Exercise description: Arrange the lines of the records below as a numbered list, skipping any blank lines. Leave the pictures out of your answer.

═════ Entries provided

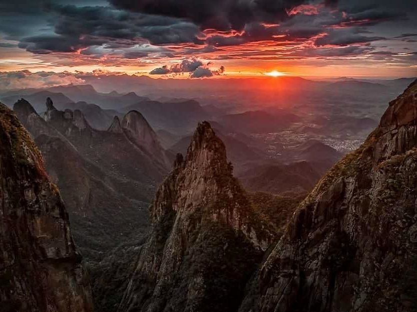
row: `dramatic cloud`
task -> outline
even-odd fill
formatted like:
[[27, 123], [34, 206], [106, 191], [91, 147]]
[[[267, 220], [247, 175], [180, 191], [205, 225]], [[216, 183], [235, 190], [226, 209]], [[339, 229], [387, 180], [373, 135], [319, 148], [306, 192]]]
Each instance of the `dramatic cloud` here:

══════════

Exercise response:
1. row: `dramatic cloud`
2. task -> outline
3. even-odd fill
4. formatted like:
5. [[27, 123], [34, 206], [106, 191], [91, 147]]
6. [[[267, 220], [247, 175], [180, 191], [205, 225]], [[216, 183], [235, 190], [226, 209]], [[339, 229], [387, 180], [373, 135], [319, 148], [306, 192]]]
7. Each instance of the `dramatic cloud` here:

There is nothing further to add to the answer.